● **Task objective**: Put every line of the records below into a JSON list of strings, one string per line, skipping blank lines. Leave out the pictures.

Pointing dataset records:
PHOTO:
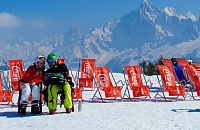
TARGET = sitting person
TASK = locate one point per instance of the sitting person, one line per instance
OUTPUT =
(178, 71)
(31, 84)
(56, 77)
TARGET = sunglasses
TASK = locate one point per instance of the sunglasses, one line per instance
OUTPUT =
(50, 61)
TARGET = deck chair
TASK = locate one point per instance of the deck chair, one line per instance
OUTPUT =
(169, 63)
(167, 83)
(20, 82)
(16, 69)
(60, 61)
(194, 74)
(103, 83)
(184, 66)
(5, 95)
(135, 82)
(86, 78)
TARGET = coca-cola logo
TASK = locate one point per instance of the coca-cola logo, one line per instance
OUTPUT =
(197, 73)
(168, 78)
(86, 70)
(103, 80)
(16, 73)
(134, 77)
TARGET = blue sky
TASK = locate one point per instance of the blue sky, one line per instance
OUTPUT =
(36, 19)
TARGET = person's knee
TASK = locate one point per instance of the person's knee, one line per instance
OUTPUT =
(36, 92)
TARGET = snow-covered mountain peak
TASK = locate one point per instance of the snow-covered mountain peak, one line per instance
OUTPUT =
(191, 16)
(149, 11)
(170, 11)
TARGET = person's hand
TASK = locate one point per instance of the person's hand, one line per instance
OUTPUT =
(45, 77)
(38, 72)
(34, 83)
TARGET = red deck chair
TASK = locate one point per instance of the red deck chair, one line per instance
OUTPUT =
(169, 63)
(16, 69)
(86, 79)
(5, 95)
(104, 83)
(184, 66)
(135, 82)
(60, 61)
(168, 82)
(194, 74)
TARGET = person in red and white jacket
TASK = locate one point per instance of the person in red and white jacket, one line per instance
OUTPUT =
(32, 79)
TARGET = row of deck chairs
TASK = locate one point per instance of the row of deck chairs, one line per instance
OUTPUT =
(98, 79)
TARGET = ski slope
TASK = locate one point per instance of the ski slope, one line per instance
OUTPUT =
(114, 115)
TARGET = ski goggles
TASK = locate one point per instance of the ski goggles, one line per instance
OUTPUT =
(42, 58)
(50, 60)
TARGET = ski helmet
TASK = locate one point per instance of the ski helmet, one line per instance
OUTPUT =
(40, 58)
(51, 57)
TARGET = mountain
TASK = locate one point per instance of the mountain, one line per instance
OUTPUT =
(143, 34)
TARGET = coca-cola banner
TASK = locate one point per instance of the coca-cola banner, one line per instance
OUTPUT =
(86, 79)
(102, 77)
(86, 68)
(15, 72)
(135, 81)
(167, 75)
(134, 75)
(61, 61)
(184, 67)
(194, 74)
(168, 79)
(167, 62)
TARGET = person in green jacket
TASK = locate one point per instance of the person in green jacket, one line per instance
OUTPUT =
(56, 80)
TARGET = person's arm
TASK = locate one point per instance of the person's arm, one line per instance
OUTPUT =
(64, 70)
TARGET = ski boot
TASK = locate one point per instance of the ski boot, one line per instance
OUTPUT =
(35, 107)
(23, 107)
(68, 110)
(52, 112)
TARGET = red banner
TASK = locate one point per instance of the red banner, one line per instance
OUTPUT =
(61, 61)
(183, 63)
(86, 79)
(135, 81)
(169, 80)
(104, 83)
(15, 72)
(5, 96)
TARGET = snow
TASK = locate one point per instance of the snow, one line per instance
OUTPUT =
(191, 16)
(170, 11)
(95, 115)
(159, 28)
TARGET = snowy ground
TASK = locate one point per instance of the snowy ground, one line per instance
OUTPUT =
(126, 115)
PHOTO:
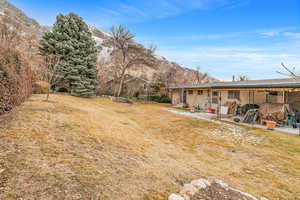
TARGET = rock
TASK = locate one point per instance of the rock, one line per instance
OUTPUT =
(121, 100)
(200, 183)
(189, 190)
(175, 197)
(222, 184)
(263, 198)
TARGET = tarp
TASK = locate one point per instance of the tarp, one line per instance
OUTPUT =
(274, 111)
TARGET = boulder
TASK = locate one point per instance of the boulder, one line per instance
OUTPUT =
(175, 197)
(200, 183)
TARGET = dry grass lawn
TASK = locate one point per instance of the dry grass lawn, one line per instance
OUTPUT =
(72, 148)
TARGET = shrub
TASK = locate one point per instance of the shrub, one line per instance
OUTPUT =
(40, 87)
(15, 79)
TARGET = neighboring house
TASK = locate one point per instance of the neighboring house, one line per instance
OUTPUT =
(243, 92)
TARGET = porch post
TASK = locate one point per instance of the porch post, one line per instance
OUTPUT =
(210, 91)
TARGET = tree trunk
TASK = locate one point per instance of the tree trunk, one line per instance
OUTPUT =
(48, 93)
(121, 85)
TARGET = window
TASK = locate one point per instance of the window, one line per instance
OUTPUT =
(233, 94)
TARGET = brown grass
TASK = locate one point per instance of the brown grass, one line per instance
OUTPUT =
(72, 148)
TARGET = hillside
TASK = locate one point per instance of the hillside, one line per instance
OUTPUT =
(74, 148)
(179, 74)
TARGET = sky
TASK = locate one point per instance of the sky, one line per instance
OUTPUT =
(222, 37)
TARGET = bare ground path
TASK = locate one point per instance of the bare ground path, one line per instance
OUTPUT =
(72, 148)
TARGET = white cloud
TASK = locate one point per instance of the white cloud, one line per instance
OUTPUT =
(292, 35)
(137, 11)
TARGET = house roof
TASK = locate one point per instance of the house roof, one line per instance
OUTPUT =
(267, 83)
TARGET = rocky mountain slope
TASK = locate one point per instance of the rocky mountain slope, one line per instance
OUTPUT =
(179, 74)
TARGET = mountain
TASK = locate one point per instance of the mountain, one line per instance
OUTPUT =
(27, 24)
(177, 74)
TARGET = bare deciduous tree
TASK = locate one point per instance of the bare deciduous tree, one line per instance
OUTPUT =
(128, 54)
(199, 77)
(51, 73)
(289, 72)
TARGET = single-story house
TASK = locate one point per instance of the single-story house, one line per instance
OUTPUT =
(212, 95)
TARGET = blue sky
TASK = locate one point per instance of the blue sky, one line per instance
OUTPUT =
(222, 37)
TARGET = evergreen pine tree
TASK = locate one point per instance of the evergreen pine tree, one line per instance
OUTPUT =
(71, 41)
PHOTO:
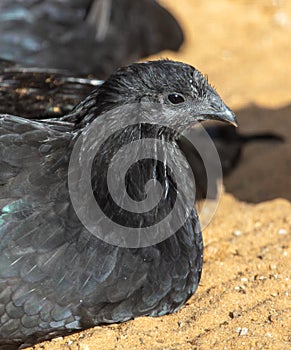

● **Exercise output**:
[
  "PHOTO:",
  "TARGET = sitting person",
  "TASK = locate one point per instance of the sitting person, one line per instance",
  "OUTPUT =",
  "(178, 71)",
  "(31, 84)",
  "(56, 77)",
  "TARGET = sunglasses",
  "TASK = locate one point per instance of the sunglasses, one line per instance",
  "OUTPUT =",
  "(50, 61)",
  "TARGET = deck chair",
  "TASK = locate one point per instance of the deck chair, one line per instance",
  "OUTPUT =",
  "(169, 63)",
  "(167, 83)",
  "(20, 82)",
  "(16, 69)",
  "(60, 61)",
  "(194, 74)",
  "(103, 83)",
  "(184, 66)",
  "(5, 95)",
  "(135, 82)",
  "(86, 78)",
  "TARGET = coca-cola logo",
  "TASK = locate one point per instance of the coca-cola logo, one line per instance",
  "OUTPUT =",
  "(197, 73)",
  "(168, 78)",
  "(86, 70)",
  "(103, 80)",
  "(16, 73)",
  "(134, 77)",
  "TARGET = blue sky",
  "TASK = locate one point per instance of the blue sky, one line per instance",
  "OUTPUT =",
  "(36, 19)",
  "TARGET = person's knee",
  "TASK = locate one point per instance of the person's knee, one line per instance",
  "OUTPUT =",
  "(36, 92)",
  "TARGET = snow-covered mountain peak",
  "TASK = locate one point per instance of the snow-covered mountain peak, one line per instance",
  "OUTPUT =",
  "(191, 16)",
  "(149, 11)",
  "(170, 11)",
  "TARGET = person's hand",
  "TASK = locate one point per instance of the person's hand, one line per instance",
  "OUTPUT =",
  "(45, 77)",
  "(38, 72)",
  "(34, 83)",
  "TARGET = red deck chair",
  "TASK = locate one point per instance of the red deck chair, one line per instance",
  "OUTPUT =",
  "(169, 63)",
  "(16, 69)",
  "(86, 79)",
  "(5, 95)",
  "(104, 83)",
  "(184, 66)",
  "(135, 82)",
  "(60, 61)",
  "(168, 82)",
  "(194, 74)",
  "TARGET = person in red and white jacket",
  "TASK = locate one point per instance of the person in red and white jacket, one line per instance",
  "OUTPUT =",
  "(32, 79)",
  "TARGET = row of deck chairs",
  "TASK = locate one point per instance of the row of deck chairs, one line per instance",
  "OUTPUT =",
  "(98, 79)",
  "TARGET = ski slope",
  "TASK = locate one point per instance of the ski slope, one line per instance",
  "OUTPUT =",
  "(114, 115)",
  "TARGET = ski goggles",
  "TASK = locate one point per instance of the ski goggles, one line per instance",
  "OUTPUT =",
  "(42, 58)",
  "(50, 60)",
  "TARGET = ski helmet",
  "TASK = locate one point per instance of the ski helmet, one line per instance",
  "OUTPUT =",
  "(40, 58)",
  "(51, 57)",
  "TARGET = mountain",
  "TASK = locate one point per instance of the mountain, one line per instance",
  "OUTPUT =",
  "(143, 34)",
  "TARGET = coca-cola banner",
  "TASK = locate one point per instance of the coca-cola banner, one line per instance",
  "OUTPUT =",
  "(86, 79)",
  "(102, 77)",
  "(86, 68)",
  "(15, 72)",
  "(135, 81)",
  "(167, 75)",
  "(134, 75)",
  "(61, 61)",
  "(184, 67)",
  "(194, 74)",
  "(168, 79)",
  "(167, 62)",
  "TARGET = person in green jacket",
  "TASK = locate one point per instance of the person in green jacket, one line per instance",
  "OUTPUT =",
  "(56, 80)",
  "TARGET = person's arm",
  "TASK = locate one point per instance of the person's arm, one line per instance",
  "OUTPUT =",
  "(64, 70)",
  "TARGET = ski boot",
  "TASK = locate one point per instance of the ski boot, one line per instance",
  "OUTPUT =",
  "(35, 107)",
  "(23, 107)",
  "(68, 110)",
  "(52, 112)",
  "TARGET = red banner",
  "TASK = locate one point per instance of the red banner, one line per instance",
  "OUTPUT =",
  "(61, 61)",
  "(183, 63)",
  "(86, 79)",
  "(135, 81)",
  "(169, 80)",
  "(104, 83)",
  "(15, 72)",
  "(5, 96)",
  "TARGET = snow",
  "TASK = locate one point per instance of the snow, one line per instance",
  "OUTPUT =",
  "(191, 16)",
  "(170, 11)",
  "(95, 115)",
  "(159, 28)",
  "TARGET = snowy ground",
  "TASK = locate one point per instance of the snowy ground, one line per instance",
  "OUTPUT =",
  "(126, 115)",
  "PHOTO:",
  "TARGET = rock",
  "TASK = locate one point per instance of the rock, one line per instance",
  "OUTPUT =",
  "(121, 100)",
  "(200, 183)",
  "(189, 190)",
  "(175, 197)",
  "(222, 184)",
  "(263, 198)",
  "TARGET = tarp",
  "TASK = locate one point per instance of the tarp, one line per instance",
  "OUTPUT =",
  "(274, 111)",
  "TARGET = boulder",
  "TASK = locate one point per instance of the boulder, one line per instance",
  "OUTPUT =",
  "(175, 197)",
  "(200, 183)",
  "TARGET = dry grass lawn",
  "TASK = locate one point per instance of the dry grass lawn, one line per instance",
  "OUTPUT =",
  "(72, 148)",
  "TARGET = shrub",
  "TASK = locate one point per instance of the shrub, one line per instance",
  "OUTPUT =",
  "(40, 87)",
  "(15, 79)",
  "TARGET = neighboring house",
  "TASK = locate one point per instance of the neighboring house, one line per instance",
  "OUTPUT =",
  "(243, 92)",
  "TARGET = porch post",
  "TASK = locate one point per instance of the porch post, one line per instance",
  "OUTPUT =",
  "(210, 91)",
  "TARGET = tree trunk",
  "TASK = locate one point per instance of the tree trunk, one line per instance",
  "OUTPUT =",
  "(48, 93)",
  "(121, 85)",
  "TARGET = window",
  "TASK = locate one point per instance of the window, one line per instance",
  "OUTPUT =",
  "(233, 94)",
  "TARGET = brown grass",
  "TASK = locate one point per instance of the brown grass, one line per instance",
  "OUTPUT =",
  "(72, 148)",
  "TARGET = hillside",
  "TASK = locate one point per instance of the hillside, one line per instance",
  "OUTPUT =",
  "(74, 148)",
  "(179, 74)",
  "TARGET = sky",
  "TASK = locate one point per instance of the sky, one line per instance",
  "OUTPUT =",
  "(222, 37)",
  "TARGET = bare ground path",
  "TASK = locate one point per instance of the bare ground path, one line per instance",
  "OUTPUT =",
  "(72, 148)",
  "TARGET = white cloud",
  "TASK = locate one point per instance of the white cloud, one line per instance",
  "OUTPUT =",
  "(292, 35)",
  "(137, 11)",
  "TARGET = house roof",
  "TASK = locate one point per instance of the house roof, one line per instance",
  "OUTPUT =",
  "(267, 83)",
  "TARGET = rocky mountain slope",
  "TASK = locate one point per instance of the rocky mountain slope, one line per instance",
  "OUTPUT =",
  "(179, 74)",
  "TARGET = mountain",
  "TASK = locate one point per instance of the mountain, one line per instance",
  "OUTPUT =",
  "(27, 24)",
  "(177, 74)",
  "TARGET = bare deciduous tree",
  "TASK = locate one point per instance of the bare deciduous tree, one line per instance",
  "OUTPUT =",
  "(128, 54)",
  "(199, 77)",
  "(51, 73)",
  "(289, 72)",
  "TARGET = single-story house",
  "TASK = locate one point per instance of the single-story house, one line per instance",
  "OUTPUT =",
  "(212, 95)",
  "TARGET = blue sky",
  "TASK = locate one point per instance of the blue sky, one line per instance",
  "OUTPUT =",
  "(222, 37)",
  "TARGET = evergreen pine tree",
  "TASK = locate one point per instance of the evergreen pine tree, one line per instance",
  "OUTPUT =",
  "(71, 41)",
  "PHOTO:"
]